Page>
########################################

This application note demonstrates how to collect Rds (on) measurement data from a power MOSFET device by using a pulsed current sweep to test up to 100A (see Figure 1); however, it can be easily modified for use in other applications. The document is divided into three sections: theory, implementation, and example.

### Theory

Kirchhoff's Current Law says that the sum of the currents entering a node is equal to the sum of the currents leaving the node. In Figure 2, two current sources representing SMUs and a device under test (DUT) are connected in parallel.

In Figure 2, we can see that two currents, I1 and I2, are entering Node A and a single current, IDUT, is leaving Node A. Based on Kirchhoff's Current Law we know that:

IDUT = I1 + I2

This means that the current delivered to the DUT is equal to the sum of the currents flowing from each SMU. With two SMUs connected in parallel, we can deliver to the DUT twice the amount of current that can be delivered by a single SMU. Using this method with two Model 2651As, we can deliver up to 100A pulsed.

########################################

Recorded information>

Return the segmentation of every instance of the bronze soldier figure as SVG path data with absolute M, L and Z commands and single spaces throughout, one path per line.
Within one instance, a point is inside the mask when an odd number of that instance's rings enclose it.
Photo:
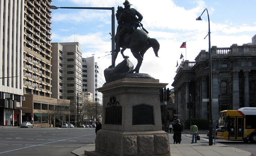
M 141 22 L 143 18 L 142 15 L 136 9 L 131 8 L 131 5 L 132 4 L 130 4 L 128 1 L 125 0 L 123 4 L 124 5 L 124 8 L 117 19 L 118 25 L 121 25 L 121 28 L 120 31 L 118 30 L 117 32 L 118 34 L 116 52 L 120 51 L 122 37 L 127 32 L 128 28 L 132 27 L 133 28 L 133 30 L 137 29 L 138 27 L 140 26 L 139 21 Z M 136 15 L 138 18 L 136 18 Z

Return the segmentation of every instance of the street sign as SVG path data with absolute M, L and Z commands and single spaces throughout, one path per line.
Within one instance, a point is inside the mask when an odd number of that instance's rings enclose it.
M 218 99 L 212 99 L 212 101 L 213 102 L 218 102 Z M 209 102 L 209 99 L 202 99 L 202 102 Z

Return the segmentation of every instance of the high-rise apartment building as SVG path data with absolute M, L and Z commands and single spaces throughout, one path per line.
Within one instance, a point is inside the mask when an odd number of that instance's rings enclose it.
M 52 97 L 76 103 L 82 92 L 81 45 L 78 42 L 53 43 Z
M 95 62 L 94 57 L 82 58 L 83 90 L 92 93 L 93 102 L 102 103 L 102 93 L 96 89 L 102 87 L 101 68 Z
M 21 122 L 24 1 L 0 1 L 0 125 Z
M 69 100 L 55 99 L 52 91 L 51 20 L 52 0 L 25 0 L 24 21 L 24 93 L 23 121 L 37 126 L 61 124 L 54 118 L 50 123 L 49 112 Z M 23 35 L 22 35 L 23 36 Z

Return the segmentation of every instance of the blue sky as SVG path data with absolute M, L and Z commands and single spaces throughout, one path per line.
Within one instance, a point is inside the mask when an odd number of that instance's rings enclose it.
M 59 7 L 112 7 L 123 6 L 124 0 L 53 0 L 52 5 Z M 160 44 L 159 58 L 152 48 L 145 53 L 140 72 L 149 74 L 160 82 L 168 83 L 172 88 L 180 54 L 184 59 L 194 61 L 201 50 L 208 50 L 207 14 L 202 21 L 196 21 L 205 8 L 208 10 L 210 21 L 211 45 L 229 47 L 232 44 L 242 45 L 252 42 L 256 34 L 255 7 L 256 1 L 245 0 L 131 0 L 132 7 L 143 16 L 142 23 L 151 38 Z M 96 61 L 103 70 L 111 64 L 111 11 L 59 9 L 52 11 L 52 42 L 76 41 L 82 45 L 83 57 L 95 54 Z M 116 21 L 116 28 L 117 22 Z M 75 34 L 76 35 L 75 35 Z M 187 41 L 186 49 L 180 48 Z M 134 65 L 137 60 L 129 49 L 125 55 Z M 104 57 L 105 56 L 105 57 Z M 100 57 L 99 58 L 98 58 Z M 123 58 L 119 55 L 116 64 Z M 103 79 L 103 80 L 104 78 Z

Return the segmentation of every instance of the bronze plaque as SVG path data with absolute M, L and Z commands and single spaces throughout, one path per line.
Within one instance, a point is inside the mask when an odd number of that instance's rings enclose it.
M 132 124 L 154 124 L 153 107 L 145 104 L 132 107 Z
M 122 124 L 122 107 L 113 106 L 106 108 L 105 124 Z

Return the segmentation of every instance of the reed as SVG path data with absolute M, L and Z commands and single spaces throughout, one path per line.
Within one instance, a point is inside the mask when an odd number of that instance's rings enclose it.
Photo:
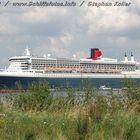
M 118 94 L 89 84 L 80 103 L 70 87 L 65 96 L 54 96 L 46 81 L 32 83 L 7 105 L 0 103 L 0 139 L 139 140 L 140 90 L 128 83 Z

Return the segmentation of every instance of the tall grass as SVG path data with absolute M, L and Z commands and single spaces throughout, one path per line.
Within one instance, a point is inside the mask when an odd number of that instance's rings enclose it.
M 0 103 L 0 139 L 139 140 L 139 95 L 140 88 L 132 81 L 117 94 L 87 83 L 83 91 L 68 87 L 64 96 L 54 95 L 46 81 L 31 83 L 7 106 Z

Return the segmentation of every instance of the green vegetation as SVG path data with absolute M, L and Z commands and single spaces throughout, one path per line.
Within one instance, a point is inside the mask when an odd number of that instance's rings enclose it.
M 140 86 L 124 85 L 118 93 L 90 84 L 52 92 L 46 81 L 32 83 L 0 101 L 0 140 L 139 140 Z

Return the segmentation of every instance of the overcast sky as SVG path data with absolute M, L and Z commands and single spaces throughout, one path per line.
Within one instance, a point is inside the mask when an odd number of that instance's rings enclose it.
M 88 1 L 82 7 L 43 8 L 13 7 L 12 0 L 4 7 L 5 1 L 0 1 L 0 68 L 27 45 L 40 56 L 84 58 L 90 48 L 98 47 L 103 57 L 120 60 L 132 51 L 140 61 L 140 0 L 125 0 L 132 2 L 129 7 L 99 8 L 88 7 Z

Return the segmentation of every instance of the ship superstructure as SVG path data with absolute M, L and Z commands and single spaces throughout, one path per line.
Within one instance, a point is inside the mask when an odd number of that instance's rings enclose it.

########################################

Goal>
According to the application note, how much current can two Model 2651As connected in parallel deliver? Use only the application note to answer.

Problem solution>
Up to 100A pulsed.